## TASK INPUTS
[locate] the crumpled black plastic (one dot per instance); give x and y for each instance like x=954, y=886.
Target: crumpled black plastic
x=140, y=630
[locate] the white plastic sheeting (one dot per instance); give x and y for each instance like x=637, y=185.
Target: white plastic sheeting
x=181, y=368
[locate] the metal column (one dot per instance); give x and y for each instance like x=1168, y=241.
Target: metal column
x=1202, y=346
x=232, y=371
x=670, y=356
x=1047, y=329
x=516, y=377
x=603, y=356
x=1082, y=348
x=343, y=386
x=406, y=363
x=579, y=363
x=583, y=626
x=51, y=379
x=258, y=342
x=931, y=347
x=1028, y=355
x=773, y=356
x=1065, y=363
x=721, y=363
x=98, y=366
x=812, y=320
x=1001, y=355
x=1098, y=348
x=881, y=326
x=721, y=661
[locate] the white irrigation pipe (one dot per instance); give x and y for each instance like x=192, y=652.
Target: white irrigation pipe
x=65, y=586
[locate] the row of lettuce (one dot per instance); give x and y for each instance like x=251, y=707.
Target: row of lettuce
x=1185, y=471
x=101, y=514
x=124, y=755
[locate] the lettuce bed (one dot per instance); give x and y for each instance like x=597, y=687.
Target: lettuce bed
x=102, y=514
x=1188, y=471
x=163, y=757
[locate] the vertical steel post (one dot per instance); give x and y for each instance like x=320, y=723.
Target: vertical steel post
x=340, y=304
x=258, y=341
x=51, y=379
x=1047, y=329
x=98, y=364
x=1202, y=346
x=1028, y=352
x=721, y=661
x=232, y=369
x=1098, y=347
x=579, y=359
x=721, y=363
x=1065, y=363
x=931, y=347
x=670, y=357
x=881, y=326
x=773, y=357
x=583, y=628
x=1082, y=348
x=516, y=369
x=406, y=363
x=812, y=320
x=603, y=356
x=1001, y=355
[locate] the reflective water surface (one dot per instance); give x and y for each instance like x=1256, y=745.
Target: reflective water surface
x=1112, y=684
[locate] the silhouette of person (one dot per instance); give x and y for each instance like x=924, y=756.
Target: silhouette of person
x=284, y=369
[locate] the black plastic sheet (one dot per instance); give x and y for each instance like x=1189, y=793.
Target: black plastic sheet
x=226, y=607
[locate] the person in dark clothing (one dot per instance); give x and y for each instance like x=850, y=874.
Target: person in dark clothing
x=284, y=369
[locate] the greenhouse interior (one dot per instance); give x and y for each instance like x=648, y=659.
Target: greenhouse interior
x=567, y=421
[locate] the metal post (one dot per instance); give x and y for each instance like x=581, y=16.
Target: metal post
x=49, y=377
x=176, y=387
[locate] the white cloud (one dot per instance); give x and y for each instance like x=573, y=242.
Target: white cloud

## WHAT IS BEING ASKED
Rewrite every entry above, substituting "spinach" for each occurrence of "lettuce" and leaving all other text unchanged.

## WRITTEN SOLUTION
[locate] the crumpled black plastic (one dot per instance); give x and y for each instance like x=954, y=886.
Target: crumpled black plastic
x=140, y=630
[locate] the white plastic sheeting (one dot per instance); give x and y for each instance like x=637, y=185.
Target: white plastic sheeting
x=181, y=368
[locate] the metal column (one dot per instance); give x and y for each instance like x=1168, y=241.
Target: metal column
x=1202, y=346
x=232, y=371
x=670, y=356
x=1047, y=329
x=516, y=377
x=603, y=356
x=1082, y=348
x=343, y=386
x=406, y=363
x=579, y=363
x=583, y=626
x=51, y=379
x=258, y=342
x=931, y=347
x=1028, y=355
x=773, y=356
x=1065, y=363
x=721, y=363
x=98, y=366
x=812, y=320
x=1001, y=355
x=1098, y=348
x=881, y=326
x=721, y=661
[locate] the white irrigation pipe (one dot per instance); give x and y for each instance like x=192, y=652.
Target: white irrigation pipe
x=65, y=586
[locate] the row of spinach (one dot per instance); give x and y for each instance like x=251, y=707.
Target: row of spinach
x=1185, y=471
x=101, y=514
x=124, y=755
[locate] the spinach bed (one dot per instance); give x and y for each instance like x=597, y=687.
Target: spinach bed
x=102, y=514
x=1188, y=471
x=163, y=757
[locate] the vertical steel post (one dot per instance); give x and y for each instance like x=320, y=723.
Target: vertical steel post
x=340, y=304
x=258, y=341
x=51, y=379
x=1047, y=329
x=98, y=364
x=1202, y=346
x=1028, y=352
x=721, y=661
x=232, y=369
x=1098, y=347
x=579, y=359
x=721, y=363
x=1065, y=363
x=931, y=347
x=670, y=357
x=881, y=326
x=773, y=357
x=583, y=628
x=1082, y=348
x=516, y=369
x=406, y=363
x=812, y=320
x=603, y=356
x=1001, y=355
[locate] the reflective water surface (one dot per instance); give x and y for each instance like x=1256, y=745.
Target: reflective water surface
x=1112, y=684
[locate] the silhouette of person (one dot per instance); give x and y for each instance like x=924, y=756.
Target: silhouette of person
x=284, y=369
[locate] the black plastic sheet (one dot per instance); give x and y for each instance like x=1189, y=793.
Target: black plastic sheet
x=226, y=607
[locate] the person in dark clothing (one dot per instance); give x and y for each instance like x=850, y=874.
Target: person in dark clothing
x=284, y=369
[locate] the greenhouse interior (one dot per instance); give x and y for each instance like x=648, y=659.
Target: greenhouse interior
x=567, y=421
[locate] the metal post (one dot per instance); give x and y for each instance like x=581, y=16.
Target: metal post
x=49, y=377
x=176, y=387
[locate] the white cloud (one dot per instance); give x and y for each instance like x=573, y=242.
Target: white cloud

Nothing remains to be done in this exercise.